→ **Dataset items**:
***
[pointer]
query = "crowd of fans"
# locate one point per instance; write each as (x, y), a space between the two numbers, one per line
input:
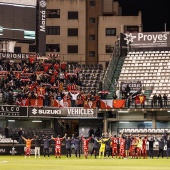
(34, 79)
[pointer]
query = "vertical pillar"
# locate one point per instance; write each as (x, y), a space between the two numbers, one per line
(154, 120)
(122, 29)
(105, 122)
(10, 46)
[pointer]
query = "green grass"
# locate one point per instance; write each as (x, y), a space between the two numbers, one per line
(21, 163)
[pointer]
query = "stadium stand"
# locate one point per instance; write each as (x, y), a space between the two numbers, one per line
(46, 80)
(150, 67)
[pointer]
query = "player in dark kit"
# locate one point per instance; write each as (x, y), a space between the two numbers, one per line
(77, 143)
(85, 145)
(144, 151)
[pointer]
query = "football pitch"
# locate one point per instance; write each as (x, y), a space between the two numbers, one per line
(52, 163)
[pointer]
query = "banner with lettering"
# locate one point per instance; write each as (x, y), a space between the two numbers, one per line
(36, 102)
(89, 104)
(76, 112)
(118, 104)
(106, 104)
(13, 111)
(147, 39)
(140, 99)
(24, 102)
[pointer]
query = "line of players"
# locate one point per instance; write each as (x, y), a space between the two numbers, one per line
(108, 145)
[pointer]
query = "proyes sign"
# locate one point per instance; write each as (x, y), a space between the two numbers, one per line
(148, 39)
(42, 4)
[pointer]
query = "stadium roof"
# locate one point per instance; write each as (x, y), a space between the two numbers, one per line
(19, 2)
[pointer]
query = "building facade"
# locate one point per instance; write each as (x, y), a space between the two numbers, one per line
(84, 31)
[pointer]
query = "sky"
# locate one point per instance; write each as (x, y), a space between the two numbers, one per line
(155, 13)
***
→ **Work order**: Tally the lines in the records that hold the word "query", and state only the resulting number.

→ **Answer section**: 12